━━━ SOURCE PASSAGE ━━━

# Kaxen's Multiple Tank Syndrome



## Kaxen (Mar 3, 2013)

Figured I ought to do a journal thread.

I'm at a 5.5g, a 4g, a 20g, a 75g, and a 10-ish-g fry bucket. And an empty 10g I say I will put into storage but the plants in my 75g grow fast and I probably need somewhere to put my clippings...... 

Today I am proud of my Brazilian pennywort in my 75g. x_x I kill Brazilian pennywort in all my tanks except my high-ish-tech 75g.

I also switched the 5.5g to a finnex stingray and I'm a continued brand-groupie. I love you, Finnex.


----------



## Kaxen (Mar 3, 2013)

More plants after SNE.

I also spent like an hour trying to get the duckweed out. My riccia getting so thick! It feels like a green dishwashing sponge!


----------



## RussellTheShihTzu (Mar 19, 2013)

Am glad you started the journal. They are lovely and am glad you are sharing.


----------



## Kaxen (Mar 3, 2013)

Thank you! 


aaaaaahhhhhhhhhhhh It looks like my java moss has some hair algae on it. oTL uuuuggghhhhhhh hair algae is the worst. >_> does anything eat it? might have to pull it out and hydrogen peroxide it or something or other


----------



## Kaxen (Mar 3, 2013)

Thomas's tank is on my desk now. x_x noticing how much time he spends in the corner. Thomas, you've got 5.5 gallons to your lonesome. 

The 75 continues to fill in. The aponogenton ulavus I got is getting pretty big. I like aponogetons. They grow so fast! My one crispus has turned into like ten plants. It shoots off baby plants like crazy.

━━━

EXERCISE TASKS:
1/ Answer these from the aquarium journal thread:
(a) What light did the poster switch the 5.5g to?
(b) Which plant does the poster say feels like a green dishwashing sponge?
(c) What did the poster find growing on the java moss?
2/ Which tanks and containers does the first post of the aquarium journal thread list, and what size is each?
3/ Resume the aquarium journal thread after the final sentence of its last post.
The material after this point has no connection to the aquarium journal thread.

━━━ STORED ROWS ━━━

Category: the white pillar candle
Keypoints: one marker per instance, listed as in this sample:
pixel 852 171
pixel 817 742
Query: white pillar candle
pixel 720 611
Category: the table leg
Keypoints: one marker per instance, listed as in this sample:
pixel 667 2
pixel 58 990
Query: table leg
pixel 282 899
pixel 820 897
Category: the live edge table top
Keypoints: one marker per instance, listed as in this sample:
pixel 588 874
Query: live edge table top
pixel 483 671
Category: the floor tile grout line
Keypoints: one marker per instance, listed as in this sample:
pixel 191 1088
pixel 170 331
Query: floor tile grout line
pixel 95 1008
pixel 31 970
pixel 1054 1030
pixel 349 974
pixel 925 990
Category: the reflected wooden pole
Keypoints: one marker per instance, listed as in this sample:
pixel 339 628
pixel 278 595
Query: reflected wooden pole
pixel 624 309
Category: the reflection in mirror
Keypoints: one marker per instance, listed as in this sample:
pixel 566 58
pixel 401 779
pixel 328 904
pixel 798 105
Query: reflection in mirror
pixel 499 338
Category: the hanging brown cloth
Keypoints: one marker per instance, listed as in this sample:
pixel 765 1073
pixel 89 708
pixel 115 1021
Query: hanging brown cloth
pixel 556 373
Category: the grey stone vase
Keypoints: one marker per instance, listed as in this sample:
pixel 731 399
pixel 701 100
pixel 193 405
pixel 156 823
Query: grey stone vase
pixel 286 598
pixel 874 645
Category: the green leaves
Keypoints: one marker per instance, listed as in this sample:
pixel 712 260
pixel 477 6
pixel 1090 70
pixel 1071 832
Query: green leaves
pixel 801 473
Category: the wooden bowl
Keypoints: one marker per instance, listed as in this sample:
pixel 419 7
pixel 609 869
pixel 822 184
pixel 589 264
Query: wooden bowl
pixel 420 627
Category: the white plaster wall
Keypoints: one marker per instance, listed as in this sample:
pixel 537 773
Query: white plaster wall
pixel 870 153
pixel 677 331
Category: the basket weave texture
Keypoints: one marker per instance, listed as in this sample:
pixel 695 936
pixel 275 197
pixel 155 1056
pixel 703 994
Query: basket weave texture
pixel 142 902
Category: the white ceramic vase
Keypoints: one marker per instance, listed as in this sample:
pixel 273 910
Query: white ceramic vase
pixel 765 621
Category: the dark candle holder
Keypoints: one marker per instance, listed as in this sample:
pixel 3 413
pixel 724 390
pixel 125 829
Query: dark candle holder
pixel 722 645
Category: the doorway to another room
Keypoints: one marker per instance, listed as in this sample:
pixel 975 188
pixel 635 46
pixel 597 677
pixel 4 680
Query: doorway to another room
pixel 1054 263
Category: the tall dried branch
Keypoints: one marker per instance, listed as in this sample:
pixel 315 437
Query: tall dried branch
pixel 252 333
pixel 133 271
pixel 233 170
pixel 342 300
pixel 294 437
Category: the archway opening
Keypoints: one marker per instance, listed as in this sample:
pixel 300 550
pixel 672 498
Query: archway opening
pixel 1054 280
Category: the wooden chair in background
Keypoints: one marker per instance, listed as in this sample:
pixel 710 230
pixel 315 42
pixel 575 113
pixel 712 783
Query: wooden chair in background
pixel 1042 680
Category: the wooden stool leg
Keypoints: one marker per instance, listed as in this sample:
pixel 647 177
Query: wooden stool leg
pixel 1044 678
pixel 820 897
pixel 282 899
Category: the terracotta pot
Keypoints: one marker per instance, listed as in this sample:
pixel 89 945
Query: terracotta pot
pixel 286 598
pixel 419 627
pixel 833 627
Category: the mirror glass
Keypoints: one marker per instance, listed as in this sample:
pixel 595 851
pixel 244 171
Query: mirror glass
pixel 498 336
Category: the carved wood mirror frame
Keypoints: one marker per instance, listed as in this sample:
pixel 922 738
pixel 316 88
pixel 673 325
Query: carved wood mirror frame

━━━

EXPECTED RESPONSES:
1/
(a) A Finnex Stingray.
(b) The riccia.
(c) Hair algae.

2/
- 5.5g
- 4g
- 20g
- 75g
- 10-ish-g fry bucket
- Empty 10g

3/
Now trying my darndest to get my red plants to stay red. A lot of them, all the new growth is green. 

And trying to figure out the best ferts dose schedule. Had some crazy brown algae the past week.


----------



## Kaxen (Mar 3, 2013)

The multies had babies again!

I thought I saw eggs in the tube and now they are little heads with tails.


----------



## Kaxen (Mar 3, 2013)

Update on the 75.

...............really neeed to get rid of some floaters, lol. Brazilian Pennywort out the wazoo. It grows so well in the 75 and I've killed it in all the others


----------



## Kaxen (Mar 3, 2013)

Got rid of a lot of the Brazilian pennywort.


Nick's fins are regrowing nicely and he's fighting snails with vigor as usual


----------



## SplashyBetta (Jul 28, 2014)

Your 75 is gorgeous! 75s are a great size, aren't they? I have one myself (although I think it's longer and shorter than yours) and I love it.


----------



## Kaxen (Mar 3, 2013)

Thank you! I love the size. I was originally gonna go with a 55g, but I like the 75g proportions way better.


----------



## Kaxen (Mar 3, 2013)

Oh my god my intake-outtake tubes were getting grody and ......

well.... I went and cut some of the tube so it wasn't long enough to do a loop-de-loop anymore since I assume that was contributing to the problem.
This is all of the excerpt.